**Given exercise 1:**
Which lines in the listing below contain the word "military"? List each of those lines in full.

Congrats Christine, your laziness finally paid off.. now.. I have a couple of things to say here…

#1. You are the one who has choosen to be a liberal thereby dooming yourself to a life of poverty and misery, please do not count on me to buy you new cars… I’m already pondering ways to upgrade my new car.. (because I can do that without a hint of a guilty concience).

#2. They were not tiny ocean crabs.. they have pinchers that will take your arm of.. she wasn’t picking them up either people.. she was just telling me that I should pick them up for her!

August 4th, 2005

Christine the Lioness penned this

Fantasy and reality have finally blurred in Christopher’s mind to the point of delusion.
1. Don’t worry… I don’t rely on you for anything… which is precisely why you like me.

**Given exercise 2:**
Echo the whole post above back verbatim, every line included.

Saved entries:

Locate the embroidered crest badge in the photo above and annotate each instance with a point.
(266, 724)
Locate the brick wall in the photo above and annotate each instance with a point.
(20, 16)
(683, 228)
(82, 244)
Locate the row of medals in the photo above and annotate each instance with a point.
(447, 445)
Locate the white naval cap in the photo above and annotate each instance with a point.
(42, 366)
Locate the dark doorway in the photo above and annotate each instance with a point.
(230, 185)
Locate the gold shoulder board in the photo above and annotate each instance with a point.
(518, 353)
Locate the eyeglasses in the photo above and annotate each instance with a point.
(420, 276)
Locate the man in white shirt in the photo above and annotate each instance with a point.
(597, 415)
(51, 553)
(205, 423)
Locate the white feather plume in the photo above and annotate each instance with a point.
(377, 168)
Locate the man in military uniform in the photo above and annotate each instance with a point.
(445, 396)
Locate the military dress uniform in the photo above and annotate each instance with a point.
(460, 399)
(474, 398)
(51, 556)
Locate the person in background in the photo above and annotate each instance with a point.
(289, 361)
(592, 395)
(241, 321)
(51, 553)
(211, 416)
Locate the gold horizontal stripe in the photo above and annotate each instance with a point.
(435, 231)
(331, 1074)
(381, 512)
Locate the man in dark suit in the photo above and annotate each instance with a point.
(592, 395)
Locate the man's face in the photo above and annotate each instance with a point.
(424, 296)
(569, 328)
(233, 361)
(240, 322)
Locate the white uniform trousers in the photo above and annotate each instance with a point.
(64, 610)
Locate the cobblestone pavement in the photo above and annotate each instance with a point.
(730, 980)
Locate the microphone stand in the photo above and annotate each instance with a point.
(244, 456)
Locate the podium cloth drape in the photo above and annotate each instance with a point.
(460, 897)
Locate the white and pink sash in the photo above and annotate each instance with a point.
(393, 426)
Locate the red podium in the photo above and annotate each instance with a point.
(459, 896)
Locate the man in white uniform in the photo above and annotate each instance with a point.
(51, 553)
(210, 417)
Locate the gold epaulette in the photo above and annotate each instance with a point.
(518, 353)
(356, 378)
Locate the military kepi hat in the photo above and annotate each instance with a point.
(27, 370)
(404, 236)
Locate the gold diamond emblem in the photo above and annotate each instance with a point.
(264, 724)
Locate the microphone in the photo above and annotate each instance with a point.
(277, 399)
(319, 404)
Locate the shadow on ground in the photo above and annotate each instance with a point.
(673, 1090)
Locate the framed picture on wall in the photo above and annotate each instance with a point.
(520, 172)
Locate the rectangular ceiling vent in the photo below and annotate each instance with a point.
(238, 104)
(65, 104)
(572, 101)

* * *

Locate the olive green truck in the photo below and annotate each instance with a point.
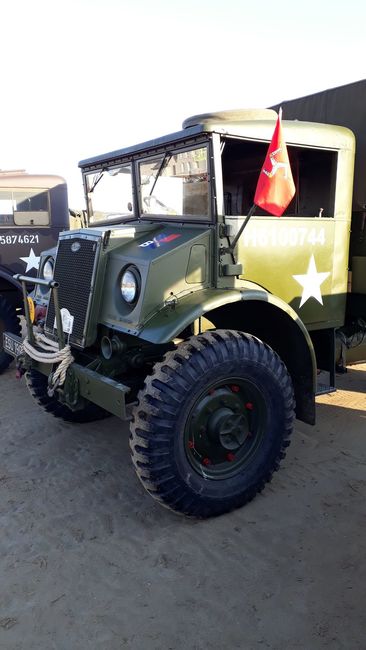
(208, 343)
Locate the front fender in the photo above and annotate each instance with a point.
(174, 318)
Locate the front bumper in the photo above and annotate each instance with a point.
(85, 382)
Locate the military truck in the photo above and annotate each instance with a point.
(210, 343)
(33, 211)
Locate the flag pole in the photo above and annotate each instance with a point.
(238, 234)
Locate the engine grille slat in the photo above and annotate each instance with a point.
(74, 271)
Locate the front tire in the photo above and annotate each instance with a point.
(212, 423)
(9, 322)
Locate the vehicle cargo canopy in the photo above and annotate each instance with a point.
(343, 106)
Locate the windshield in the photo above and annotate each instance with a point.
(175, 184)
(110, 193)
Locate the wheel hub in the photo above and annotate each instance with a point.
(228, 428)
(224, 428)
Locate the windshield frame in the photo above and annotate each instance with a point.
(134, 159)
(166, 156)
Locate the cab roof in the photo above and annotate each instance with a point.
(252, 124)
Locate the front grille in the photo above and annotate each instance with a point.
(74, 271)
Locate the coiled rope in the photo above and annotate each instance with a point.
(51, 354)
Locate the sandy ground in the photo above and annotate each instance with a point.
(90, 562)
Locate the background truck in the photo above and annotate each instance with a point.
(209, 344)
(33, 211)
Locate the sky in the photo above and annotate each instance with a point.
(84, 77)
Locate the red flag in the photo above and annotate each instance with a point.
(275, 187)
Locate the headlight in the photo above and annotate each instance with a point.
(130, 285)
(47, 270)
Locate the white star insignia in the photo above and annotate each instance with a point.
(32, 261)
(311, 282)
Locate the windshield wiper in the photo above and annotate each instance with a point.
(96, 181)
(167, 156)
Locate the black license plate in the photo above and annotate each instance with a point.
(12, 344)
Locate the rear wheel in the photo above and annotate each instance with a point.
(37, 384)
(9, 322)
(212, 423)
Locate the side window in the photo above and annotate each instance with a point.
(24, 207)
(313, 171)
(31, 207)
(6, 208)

**Correct output 1:**
Locate the man in military uniform in the photo above and annotate each instance with a point.
Locate the military dress uniform in the photo above and annotate each instance with a point.
Locate the military kepi hat in the photo above and annotate each instance with a point.
Locate the military truck in the photo above and annotate each instance with a point.

**Correct output 2:**
Congrats Christine, your laziness finally paid off.. now.. I have a couple of things to say here…

#1. You are the one who has choosen to be a liberal thereby dooming yourself to a life of poverty and misery, please do not count on me to buy you new cars… I’m already pondering ways to upgrade my new car.. (because I can do that without a hint of a guilty concience).

#2. They were not tiny ocean crabs.. they have pinchers that will take your arm of.. she wasn’t picking them up either people.. she was just telling me that I should pick them up for her!

August 4th, 2005

Christine the Lioness penned this

Fantasy and reality have finally blurred in Christopher’s mind to the point of delusion.
1. Don’t worry… I don’t rely on you for anything… which is precisely why you like me.